━━ SUPPLIED INFORMATION ━━

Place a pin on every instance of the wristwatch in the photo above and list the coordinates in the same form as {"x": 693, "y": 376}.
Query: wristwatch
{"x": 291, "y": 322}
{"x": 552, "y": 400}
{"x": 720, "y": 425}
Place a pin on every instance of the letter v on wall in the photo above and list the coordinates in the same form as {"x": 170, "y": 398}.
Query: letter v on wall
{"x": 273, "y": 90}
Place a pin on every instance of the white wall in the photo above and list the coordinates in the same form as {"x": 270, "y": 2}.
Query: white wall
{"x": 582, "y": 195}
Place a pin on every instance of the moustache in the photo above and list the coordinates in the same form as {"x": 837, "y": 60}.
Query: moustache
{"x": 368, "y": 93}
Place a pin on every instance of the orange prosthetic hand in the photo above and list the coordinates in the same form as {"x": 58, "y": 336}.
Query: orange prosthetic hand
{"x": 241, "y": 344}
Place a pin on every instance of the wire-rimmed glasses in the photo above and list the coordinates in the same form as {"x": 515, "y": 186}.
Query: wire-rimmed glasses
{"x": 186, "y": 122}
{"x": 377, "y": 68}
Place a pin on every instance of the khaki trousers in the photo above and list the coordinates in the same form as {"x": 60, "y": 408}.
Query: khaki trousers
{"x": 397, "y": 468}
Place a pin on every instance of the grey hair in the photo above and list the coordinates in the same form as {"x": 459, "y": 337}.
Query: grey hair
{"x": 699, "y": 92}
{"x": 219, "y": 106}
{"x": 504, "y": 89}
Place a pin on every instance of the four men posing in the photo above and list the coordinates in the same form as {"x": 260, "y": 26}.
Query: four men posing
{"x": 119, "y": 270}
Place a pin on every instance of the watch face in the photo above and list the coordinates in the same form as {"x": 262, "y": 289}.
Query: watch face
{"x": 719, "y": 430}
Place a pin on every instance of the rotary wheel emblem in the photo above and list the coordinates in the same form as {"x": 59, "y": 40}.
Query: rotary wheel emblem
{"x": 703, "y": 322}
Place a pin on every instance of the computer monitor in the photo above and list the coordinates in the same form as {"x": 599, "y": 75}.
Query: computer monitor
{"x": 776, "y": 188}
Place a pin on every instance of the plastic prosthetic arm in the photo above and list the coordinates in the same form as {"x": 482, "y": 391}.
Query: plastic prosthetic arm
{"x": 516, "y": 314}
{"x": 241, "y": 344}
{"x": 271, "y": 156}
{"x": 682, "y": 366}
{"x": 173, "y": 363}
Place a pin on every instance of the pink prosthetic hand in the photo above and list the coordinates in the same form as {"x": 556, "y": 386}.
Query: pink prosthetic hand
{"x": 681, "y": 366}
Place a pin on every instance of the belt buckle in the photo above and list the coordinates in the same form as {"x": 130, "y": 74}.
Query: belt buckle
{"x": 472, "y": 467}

━━━

§ **WHAT IS REQUIRED**: Send back the complete listing, identical to the original in every line.

§ **OUTPUT BELOW**:
Place a pin on every instance of the wristwatch in the photo above and list the coordinates in the same form as {"x": 693, "y": 376}.
Query: wristwatch
{"x": 291, "y": 322}
{"x": 552, "y": 400}
{"x": 720, "y": 425}
Place a pin on every instance of the letter v on wall in the photo above and list the coordinates in the same form as {"x": 170, "y": 398}.
Query: letter v on wall
{"x": 273, "y": 90}
Place a pin on every instance of the white wall in the photo above and list the coordinates in the same form as {"x": 270, "y": 2}.
Query: white wall
{"x": 582, "y": 195}
Place a pin on every instance of the moustache in the photo above and list the coordinates in the same form as {"x": 837, "y": 60}.
Query: moustache
{"x": 368, "y": 93}
Place a pin on every instance of the orange prosthetic hand in the photo above and list the coordinates in the same form as {"x": 58, "y": 336}.
Query: orange prosthetic hand
{"x": 241, "y": 344}
Place a pin on every instance of the wire-rimmed glasses in the photo above and list the coordinates in the same form as {"x": 515, "y": 186}.
Query: wire-rimmed glasses
{"x": 186, "y": 122}
{"x": 377, "y": 68}
Place a pin on every instance of the khaki trousers in the photo above and list the coordinates in the same form as {"x": 60, "y": 408}.
Query: khaki trousers
{"x": 397, "y": 468}
Place a pin on every instance of the grey hair in the photo above and list the coordinates in the same form as {"x": 459, "y": 337}.
Query: grey hair
{"x": 699, "y": 92}
{"x": 219, "y": 106}
{"x": 504, "y": 89}
Place a pin on every instance of the four men posing in the photo above and list the coordinates in the same form as {"x": 260, "y": 26}.
Query: four men posing
{"x": 119, "y": 270}
Place a pin on every instance of the watch face in the photo above and list the coordinates in the same form as {"x": 262, "y": 289}.
Query: watch face
{"x": 719, "y": 430}
Place a pin on every instance of the rotary wheel emblem in the photo above and list the coordinates in the same form as {"x": 59, "y": 40}.
Query: rotary wheel emblem
{"x": 703, "y": 322}
Place a pin on every instance of the computer monitor in the photo above and list the coordinates in the same form as {"x": 599, "y": 75}.
Query: computer monitor
{"x": 776, "y": 188}
Place a pin on every instance of the plastic prosthetic arm in the photo above and list the coordinates in the same form as {"x": 482, "y": 391}.
Query: plastic prosthetic arm
{"x": 516, "y": 314}
{"x": 241, "y": 344}
{"x": 271, "y": 156}
{"x": 682, "y": 366}
{"x": 173, "y": 363}
Place a pin on every instance of the pink prosthetic hand in the photo above and list the coordinates in the same form as {"x": 556, "y": 386}.
Query: pink prosthetic hand
{"x": 681, "y": 366}
Place a pin on every instance of the belt buckle in the photo above and list the coordinates in the same form as {"x": 130, "y": 74}.
Query: belt buckle
{"x": 472, "y": 467}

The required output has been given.